[EXTRAIT DU DOCUMENT]

L’agence va maintenant s’intéresser essentiellement aux dysfonctionnements dans les ateliers et dans les ouvrages d’épuration (pollutions accidentelles). Un travail sera également effectué sur l’impact des eaux pluviales, qui peuvent créer des dysfonctionnements des ouvrages, aussi bien industriels que collectifs. Enfin, un travail sera fait dans le domaine des petites pollutions provenant des très petites entreprises et des artisans qui, cumulées, représentent des pollutions assez importantes.

En ce qui concerne le financement et dans le cadre de la notification à Bruxelles, l’Agence de l’eau Artois Picardie limite les financements des travaux aux actions prioritaires. Chaque année, des établissements sont donc pré-sélectionnés pour être financés. Les établissements qui font l’objet d’une mise en demeure portant sur le projet qui est présenté à l’Agence ne peuvent pas être financés. Les montants des investissements éligibles sont limités aux ouvrages ou aux parts d’ouvrages se situant au delà des normes communautaires ou nationales. Relativement floue, cette notion est néanmoins imposée par Bruxelles.

[/EXTRAIT DU DOCUMENT]
[ENREGISTREMENTS EXTRAITS]

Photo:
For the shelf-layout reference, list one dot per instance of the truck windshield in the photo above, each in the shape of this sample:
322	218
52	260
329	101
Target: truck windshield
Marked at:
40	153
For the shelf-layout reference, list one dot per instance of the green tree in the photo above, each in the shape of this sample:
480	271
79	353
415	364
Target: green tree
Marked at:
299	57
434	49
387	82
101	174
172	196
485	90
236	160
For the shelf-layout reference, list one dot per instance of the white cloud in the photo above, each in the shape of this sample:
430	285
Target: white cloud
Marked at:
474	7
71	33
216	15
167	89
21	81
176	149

[/ENREGISTREMENTS EXTRAITS]

◆ TRAVAIL À FAIRE:
[A] D'après l'extrait, quels établissements ne peuvent pas être financés ?
[B] Recopiez le passage de l'extrait compris entre « L’agence va maintenant » et « pollutions assez importantes. », bornes incluses.

◆ CORRIGÉ DES EXERCICES:
[A] Ceux qui font l'objet d'une mise en demeure portant sur le projet présenté à l'Agence.

[B]
L’agence va maintenant s’intéresser essentiellement aux dysfonctionnements dans les ateliers et dans les ouvrages d’épuration (pollutions accidentelles). Un travail sera également effectué sur l’impact des eaux pluviales, qui peuvent créer des dysfonctionnements des ouvrages, aussi bien industriels que collectifs. Enfin, un travail sera fait dans le domaine des petites pollutions provenant des très petites entreprises et des artisans qui, cumulées, représentent des pollutions assez importantes.